Pandas Learning Notes

Welcome to my Pandas Learning Notes repository! 🌟

My learning notes of the Pandas package, covering a wide range of Pandas concepts and techniques such as data manipulation, cleaning, joining, visualization, and many other topics with Pandas.

Indexing and Slicing

This notebook explores fundamental concepts of indexing and slicing in Pandas, including setting index columns during DataFrame creation, copying DataFrames for safe modifications, and accessing data using various methods ([], .loc[], .iloc[], .at[], .iat[], .get()). It highlights the advantages of label-based (loc) and position-based (iloc) access over standard square bracket access for more flexible and intuitive data selection. The notebook also introduces handling MultiIndex DataFrames using loc, iloc, and xs methods, with practical examples to demonstrate efficient data manipulation.
Filtering and Iterating Over DataFrames

This notebook explores key techniques for filtering and iterating over Pandas DataFrames. It demonstrates filtering using conditional expressions, logical operators, and the isin() method for categorical variables. It also covers iterating over DataFrame rows using .iterrows().
Adding and Dropping Columns in DataFrames

This notebook explains techniques for adding new columns to a Pandas DataFrame using three approaches: traditional for-loops, list comprehensions, and efficient vectorized operations like .apply() and .map(). It also demonstrates how to drop columns using the .drop() method and manage specific values within columns effectively, ensuring streamlined DataFrame manipulation.
Handling Duplicates in DataFrames

This notebook demonstrates how to identify, handle, and remove duplicate rows in a Pandas DataFrame. It covers methods like .duplicated() to locate duplicates and .drop_duplicates() to remove them based on specified criteria. Additionally, it explores techniques for aggregating duplicated rows using groupby() and agg() to compute summary statistics.

════════════════════

* EXERCISE REQUIREMENTS
1. Convert everything in the entries from the line containing "Target: beige stucco wall" down to the end of the entries into a JSON list of strings, one string per line, with blank lines left out.
2. Carry on the Pandas learning notes from the point where they stop.

* ENTRIES PROVIDED
════════════════════

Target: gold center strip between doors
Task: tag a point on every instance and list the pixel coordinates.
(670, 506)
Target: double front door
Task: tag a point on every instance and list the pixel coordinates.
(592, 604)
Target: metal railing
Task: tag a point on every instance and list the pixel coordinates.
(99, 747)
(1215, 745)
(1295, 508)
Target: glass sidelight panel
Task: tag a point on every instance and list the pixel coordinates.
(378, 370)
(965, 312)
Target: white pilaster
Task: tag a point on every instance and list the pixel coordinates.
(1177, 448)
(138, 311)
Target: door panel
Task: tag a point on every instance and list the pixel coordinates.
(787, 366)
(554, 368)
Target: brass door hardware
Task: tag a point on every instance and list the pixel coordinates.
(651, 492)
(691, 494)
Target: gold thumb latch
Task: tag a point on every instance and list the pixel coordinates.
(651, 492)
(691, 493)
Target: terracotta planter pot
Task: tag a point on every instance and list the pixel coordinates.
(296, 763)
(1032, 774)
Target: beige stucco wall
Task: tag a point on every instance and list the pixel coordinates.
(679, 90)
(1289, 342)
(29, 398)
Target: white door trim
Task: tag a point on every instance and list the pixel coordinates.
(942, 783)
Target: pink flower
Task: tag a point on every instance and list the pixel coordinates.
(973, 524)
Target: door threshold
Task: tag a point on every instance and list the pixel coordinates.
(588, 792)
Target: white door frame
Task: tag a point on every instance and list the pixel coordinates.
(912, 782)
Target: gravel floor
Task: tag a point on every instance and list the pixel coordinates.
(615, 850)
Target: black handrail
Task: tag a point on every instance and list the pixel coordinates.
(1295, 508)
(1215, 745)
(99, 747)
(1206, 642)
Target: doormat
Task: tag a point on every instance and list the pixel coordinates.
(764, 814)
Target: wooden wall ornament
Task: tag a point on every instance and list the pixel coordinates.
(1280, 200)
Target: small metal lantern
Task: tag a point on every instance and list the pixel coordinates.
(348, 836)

════════════════════

* OUTPUTS BY TASK
1.
[
  "Target: beige stucco wall",
  "Task: tag a point on every instance and list the pixel coordinates.",
  "(679, 90)",
  "(1289, 342)",
  "(29, 398)",
  "Target: white door trim",
  "Task: tag a point on every instance and list the pixel coordinates.",
  "(942, 783)",
  "Target: pink flower",
  "Task: tag a point on every instance and list the pixel coordinates.",
  "(973, 524)",
  "Target: door threshold",
  "Task: tag a point on every instance and list the pixel coordinates.",
  "(588, 792)",
  "Target: white door frame",
  "Task: tag a point on every instance and list the pixel coordinates.",
  "(912, 782)",
  "Target: gravel floor",
  "Task: tag a point on every instance and list the pixel coordinates.",
  "(615, 850)",
  "Target: black handrail",
  "Task: tag a point on every instance and list the pixel coordinates.",
  "(1295, 508)",
  "(1215, 745)",
  "(99, 747)",
  "(1206, 642)",
  "Target: doormat",
  "Task: tag a point on every instance and list the pixel coordinates.",
  "(764, 814)",
  "Target: wooden wall ornament",
  "Task: tag a point on every instance and list the pixel coordinates.",
  "(1280, 200)",
  "Target: small metal lantern",
  "Task: tag a point on every instance and list the pixel coordinates.",
  "(348, 836)"
]

2.
Counting

This notebook focuses on counting unique values and their proportions in a Pandas DataFrame using the .value_counts() method. It compares the performance of counting methods applied to DataFrames and Series, highlighting efficiency improvements. By utilizing the %timeit magic command, it demonstrates that working directly with Series is typically faster, offering practical insights for optimizing data manipulation tasks.
Some Methods and Attributes
- Inspecting DataFrames using .head(), .info(), and .describe().
- Accessing data with .values, .columns, and .index.
- Viewing numerical and non-numerical columns using select_dtypes().
- Counting unique values and calculating percentage changes with .unique(), .nunique(), and .pct_change().
Sorting

This notebook demonstrates how to sort data in a DataFrame using Pandas. It covers sorting by values with single or multiple columns, applying ascending or descending order, and sorting the index for better organization and analysis of the data.
DateTime Handling in Python and Pandas

A comprehensive guide demonstrating datetime manipulation in Python and Pandas, covering datetime objects, timezone handling, and time series analysis. Features practical examples of:
- Basic datetime operations and conversions
- Timezone management and DST handling using dateutil
- Time series analysis with Pandas (resampling, grouping by time)
- Real-world applications like sales analysis and ride duration calculations
- Best practices for cross-timezone data processing
Summary Statistics / GroupBy / Pivot Tables

This notebook explores different methods for calculating summary statistics using Pandas. It covers single, multiple, and cumulative summary statistics, as well as grouped and pivot table statistics. It demonstrates how to compute mean, median, standard deviation, and quartiles, along with how to apply functions like groupby, agg, and pivot_table for more advanced summarization. Additionally, the notebook shows how to compare the performance of groupby versus pivot_table for large datasets.
Manipulating DataFrame Indices

This notebook demonstrates various methods of handling indices in a Pandas DataFrame, including setting, resetting, dropping, and working with multi-level indices. It also covers sorting by index values and slicing by both row and column labels. Additionally, it shows how to slice data based on specific time ranges and levels of a hierarchical index.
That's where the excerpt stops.